__Problem requirements__
Return all of the material exactly; no line may be dropped.

__Dataset entries__
++++++++++

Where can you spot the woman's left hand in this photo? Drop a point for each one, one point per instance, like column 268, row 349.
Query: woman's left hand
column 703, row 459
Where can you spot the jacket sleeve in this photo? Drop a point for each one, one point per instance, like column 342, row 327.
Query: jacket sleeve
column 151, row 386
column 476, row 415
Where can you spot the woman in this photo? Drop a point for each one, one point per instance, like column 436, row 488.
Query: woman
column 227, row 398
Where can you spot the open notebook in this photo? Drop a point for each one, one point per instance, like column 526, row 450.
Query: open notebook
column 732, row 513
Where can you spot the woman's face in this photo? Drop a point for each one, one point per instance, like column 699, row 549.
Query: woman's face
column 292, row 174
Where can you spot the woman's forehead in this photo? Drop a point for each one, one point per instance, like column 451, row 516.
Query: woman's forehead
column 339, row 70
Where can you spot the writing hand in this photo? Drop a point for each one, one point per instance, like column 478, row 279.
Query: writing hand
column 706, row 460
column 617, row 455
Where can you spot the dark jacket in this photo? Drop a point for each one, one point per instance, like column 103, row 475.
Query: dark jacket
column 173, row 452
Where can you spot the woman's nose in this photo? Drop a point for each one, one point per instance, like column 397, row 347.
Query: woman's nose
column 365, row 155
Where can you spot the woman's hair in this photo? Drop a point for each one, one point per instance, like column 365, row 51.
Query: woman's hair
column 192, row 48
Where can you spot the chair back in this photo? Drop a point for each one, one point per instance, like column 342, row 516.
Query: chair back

++++++++++

__Reply to the task__
Where can you spot the woman's left hand in this photo? Drop a point for each one, one point per instance, like column 268, row 349.
Query: woman's left hand
column 703, row 459
Where can you spot the jacket sleeve in this photo? Drop a point for each one, one point per instance, like column 342, row 327.
Query: jacket sleeve
column 151, row 386
column 476, row 415
Where can you spot the woman in this photo? Drop a point for each one, one point per instance, like column 436, row 488.
Query: woman
column 227, row 398
Where can you spot the open notebook in this photo? Drop a point for each one, one point per instance, like column 526, row 450.
Query: open notebook
column 732, row 513
Where can you spot the woman's face in this photo? Drop a point for each one, one point per instance, like column 699, row 549.
Query: woman's face
column 292, row 174
Where can you spot the woman's forehead in this photo? Drop a point for each one, one point per instance, like column 451, row 516.
Query: woman's forehead
column 339, row 70
Where can you spot the writing hand in this photo? Drop a point for each one, one point per instance, like column 478, row 279.
Query: writing hand
column 706, row 460
column 617, row 455
Where can you spot the dark jacket in this photo? Drop a point for each one, one point per instance, like column 103, row 475.
Query: dark jacket
column 173, row 452
Where can you spot the woman's nose in this photo? Drop a point for each one, one point per instance, like column 397, row 347.
Query: woman's nose
column 365, row 155
Where can you spot the woman's hair in this photo? Drop a point for each one, one point per instance, like column 365, row 51.
Query: woman's hair
column 192, row 48
Where can you spot the chair back in this photo? Drop a point for each one, one point per instance, like column 342, row 516.
Query: chair back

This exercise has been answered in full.